START Exercise data
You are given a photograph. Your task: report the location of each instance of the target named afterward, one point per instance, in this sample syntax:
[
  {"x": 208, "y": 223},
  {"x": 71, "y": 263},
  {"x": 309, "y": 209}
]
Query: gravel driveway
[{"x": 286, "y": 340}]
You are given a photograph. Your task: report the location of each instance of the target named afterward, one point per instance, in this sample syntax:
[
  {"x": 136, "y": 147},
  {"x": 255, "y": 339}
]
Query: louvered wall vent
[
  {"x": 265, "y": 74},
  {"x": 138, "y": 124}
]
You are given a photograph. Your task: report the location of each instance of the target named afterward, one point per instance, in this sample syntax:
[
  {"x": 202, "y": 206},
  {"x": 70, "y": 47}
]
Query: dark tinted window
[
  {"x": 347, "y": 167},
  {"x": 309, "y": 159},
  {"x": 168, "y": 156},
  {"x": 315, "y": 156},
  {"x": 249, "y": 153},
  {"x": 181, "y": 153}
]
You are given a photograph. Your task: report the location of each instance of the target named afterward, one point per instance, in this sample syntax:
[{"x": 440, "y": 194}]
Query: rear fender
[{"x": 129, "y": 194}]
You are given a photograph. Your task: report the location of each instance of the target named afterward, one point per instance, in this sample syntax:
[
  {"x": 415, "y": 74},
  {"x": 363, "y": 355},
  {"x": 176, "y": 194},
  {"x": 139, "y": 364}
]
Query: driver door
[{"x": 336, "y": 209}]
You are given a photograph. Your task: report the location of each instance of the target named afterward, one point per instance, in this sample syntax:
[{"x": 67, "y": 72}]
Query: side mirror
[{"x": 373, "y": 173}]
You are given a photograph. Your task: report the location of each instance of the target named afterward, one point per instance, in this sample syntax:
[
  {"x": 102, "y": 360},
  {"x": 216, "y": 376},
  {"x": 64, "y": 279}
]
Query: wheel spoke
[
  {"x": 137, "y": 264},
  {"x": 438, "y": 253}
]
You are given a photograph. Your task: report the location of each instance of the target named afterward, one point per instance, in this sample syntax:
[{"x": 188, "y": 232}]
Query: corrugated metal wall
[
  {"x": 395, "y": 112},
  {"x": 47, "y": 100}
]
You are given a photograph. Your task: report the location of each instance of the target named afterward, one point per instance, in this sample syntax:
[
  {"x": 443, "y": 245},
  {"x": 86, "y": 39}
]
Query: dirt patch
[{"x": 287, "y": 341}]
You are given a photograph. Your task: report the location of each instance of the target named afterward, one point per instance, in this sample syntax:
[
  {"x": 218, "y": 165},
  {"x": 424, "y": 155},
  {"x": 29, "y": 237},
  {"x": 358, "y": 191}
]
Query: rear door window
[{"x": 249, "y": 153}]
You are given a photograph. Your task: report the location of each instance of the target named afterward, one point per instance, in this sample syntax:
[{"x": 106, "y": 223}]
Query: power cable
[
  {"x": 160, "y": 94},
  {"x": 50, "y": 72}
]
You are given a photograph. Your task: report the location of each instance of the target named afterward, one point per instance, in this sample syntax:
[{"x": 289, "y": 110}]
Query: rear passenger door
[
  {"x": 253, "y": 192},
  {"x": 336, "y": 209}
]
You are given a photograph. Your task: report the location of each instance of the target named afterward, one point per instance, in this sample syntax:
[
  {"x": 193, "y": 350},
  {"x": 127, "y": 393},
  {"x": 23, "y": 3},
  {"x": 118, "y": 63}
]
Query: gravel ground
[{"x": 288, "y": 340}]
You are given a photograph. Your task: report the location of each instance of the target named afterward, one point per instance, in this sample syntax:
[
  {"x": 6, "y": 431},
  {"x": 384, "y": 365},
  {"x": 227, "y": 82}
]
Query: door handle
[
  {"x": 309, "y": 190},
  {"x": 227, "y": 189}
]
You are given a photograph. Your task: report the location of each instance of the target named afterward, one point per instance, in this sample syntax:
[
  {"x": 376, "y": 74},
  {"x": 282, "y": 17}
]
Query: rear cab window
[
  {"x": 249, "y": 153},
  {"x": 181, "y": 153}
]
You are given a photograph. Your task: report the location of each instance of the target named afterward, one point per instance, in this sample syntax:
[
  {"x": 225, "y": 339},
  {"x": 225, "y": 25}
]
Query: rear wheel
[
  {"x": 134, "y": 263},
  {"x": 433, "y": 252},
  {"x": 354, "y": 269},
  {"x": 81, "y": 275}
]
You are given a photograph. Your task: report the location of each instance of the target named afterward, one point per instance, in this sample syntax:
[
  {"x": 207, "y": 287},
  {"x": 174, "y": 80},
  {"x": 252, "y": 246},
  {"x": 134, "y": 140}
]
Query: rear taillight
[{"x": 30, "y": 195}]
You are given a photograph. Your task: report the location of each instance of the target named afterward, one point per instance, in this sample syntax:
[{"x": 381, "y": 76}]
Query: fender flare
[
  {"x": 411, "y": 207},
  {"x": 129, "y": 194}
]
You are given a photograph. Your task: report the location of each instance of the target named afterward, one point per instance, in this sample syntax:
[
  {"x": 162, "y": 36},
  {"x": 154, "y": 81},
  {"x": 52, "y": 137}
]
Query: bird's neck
END Exercise data
Exercise directions:
An exact written copy of every entry is the required answer.

Solution to this task:
You are given a photograph. Your task: report the location of each instance of the target named afterward, one point per instance, in this sample syntax:
[
  {"x": 208, "y": 223},
  {"x": 71, "y": 263},
  {"x": 309, "y": 209}
]
Query: gravel driveway
[{"x": 286, "y": 340}]
You are given a photograph. Your task: report the location of each instance of the target named afterward, one point per instance, in this sample syntax:
[
  {"x": 136, "y": 147},
  {"x": 255, "y": 339}
]
Query: louvered wall vent
[
  {"x": 265, "y": 74},
  {"x": 138, "y": 124}
]
You are given a photograph. Your task: report the location of each instance of the target named afterward, one point per instance, in this sample syntax:
[
  {"x": 202, "y": 206},
  {"x": 70, "y": 47}
]
Query: dark tinted window
[
  {"x": 347, "y": 167},
  {"x": 309, "y": 159},
  {"x": 168, "y": 156},
  {"x": 315, "y": 156},
  {"x": 249, "y": 153},
  {"x": 181, "y": 153}
]
You are given a photograph. Your task: report the location of each instance of the target named afterward, one point per instance, in this sample syntax:
[{"x": 440, "y": 194}]
Query: rear fender
[{"x": 129, "y": 194}]
You are given a photograph. Your task: report the location of each instance of the target named afterward, one point per instance, in this sample syntax:
[
  {"x": 415, "y": 74},
  {"x": 363, "y": 355},
  {"x": 176, "y": 194},
  {"x": 139, "y": 364}
]
Query: driver door
[{"x": 336, "y": 209}]
You are given a photograph. Your task: report the location of each instance of the target named afterward, one point per instance, in this sample syntax:
[{"x": 67, "y": 72}]
Query: side mirror
[{"x": 373, "y": 173}]
You are given a photograph. Your task: report the location of each instance of the target named afterward, one point per instance, in this sample syntax:
[
  {"x": 102, "y": 360},
  {"x": 216, "y": 376},
  {"x": 64, "y": 279}
]
Query: wheel spoke
[
  {"x": 137, "y": 264},
  {"x": 438, "y": 253}
]
You are given a photograph. Your task: report the location of each instance of the target named afterward, one point per instance, in this sample syntax:
[{"x": 188, "y": 232}]
Query: corrugated metal wall
[
  {"x": 395, "y": 112},
  {"x": 47, "y": 100}
]
You are given a photograph. Your task: report the location of each instance of the target named afterward, one point per instance, in this sample syntax:
[
  {"x": 443, "y": 245},
  {"x": 86, "y": 39}
]
Query: dirt patch
[{"x": 287, "y": 341}]
You are given a photograph. Your task: report the location of each instance of the target named afterward, one point per instance, in this sample syntax:
[
  {"x": 218, "y": 165},
  {"x": 424, "y": 155},
  {"x": 29, "y": 237},
  {"x": 358, "y": 191}
]
Query: rear door window
[{"x": 249, "y": 153}]
You are given a photograph. Your task: report the location of each instance of the target named afterward, one point per instance, in this sample syntax:
[{"x": 106, "y": 223}]
Query: power cable
[
  {"x": 160, "y": 94},
  {"x": 50, "y": 72}
]
You are given a photograph. Your task: report the location of each instance of the target named afterward, one point per instance, in this sample syntax:
[{"x": 289, "y": 110}]
Query: rear passenger door
[
  {"x": 253, "y": 192},
  {"x": 336, "y": 209}
]
You are given a photograph. Your task: report the location of each instance of the target named afterward, one point per instance, in this sample syntax:
[
  {"x": 193, "y": 350},
  {"x": 127, "y": 393},
  {"x": 23, "y": 3},
  {"x": 118, "y": 63}
]
Query: gravel ground
[{"x": 288, "y": 340}]
You are given a photograph. Your task: report the location of each instance of the target named afterward, one point per instance, in this sample syntax:
[
  {"x": 6, "y": 431},
  {"x": 384, "y": 365},
  {"x": 227, "y": 82}
]
Query: door handle
[
  {"x": 309, "y": 190},
  {"x": 227, "y": 189}
]
You are given a photograph. Your task: report the location of each instance of the target named afterward, one point per instance, in this sample syntax:
[
  {"x": 376, "y": 74},
  {"x": 282, "y": 17}
]
Query: rear cab window
[
  {"x": 249, "y": 153},
  {"x": 181, "y": 153}
]
You are given a photograph. Your task: report the location of each instance of the target named afterward, one point per instance, in this sample syntax:
[
  {"x": 225, "y": 339},
  {"x": 225, "y": 25}
]
Query: rear wheel
[
  {"x": 134, "y": 263},
  {"x": 433, "y": 252},
  {"x": 354, "y": 269},
  {"x": 81, "y": 275}
]
You are given a photograph. Your task: report the location of each instance of the target named afterward, one point per instance, in this sample syntax:
[
  {"x": 207, "y": 287},
  {"x": 174, "y": 80},
  {"x": 252, "y": 246},
  {"x": 134, "y": 140}
]
Query: rear taillight
[{"x": 30, "y": 195}]
You are given a photograph. Your task: report the location of each instance of the target named afterward, one point per instance, in this sample syntax:
[{"x": 381, "y": 76}]
Query: fender flare
[
  {"x": 411, "y": 207},
  {"x": 129, "y": 194}
]
You are given a photograph. Your task: report the location of each instance of the target named afterward, one point per instance, in this sample syntax:
[
  {"x": 162, "y": 36},
  {"x": 154, "y": 81},
  {"x": 52, "y": 137}
]
Query: bird's neck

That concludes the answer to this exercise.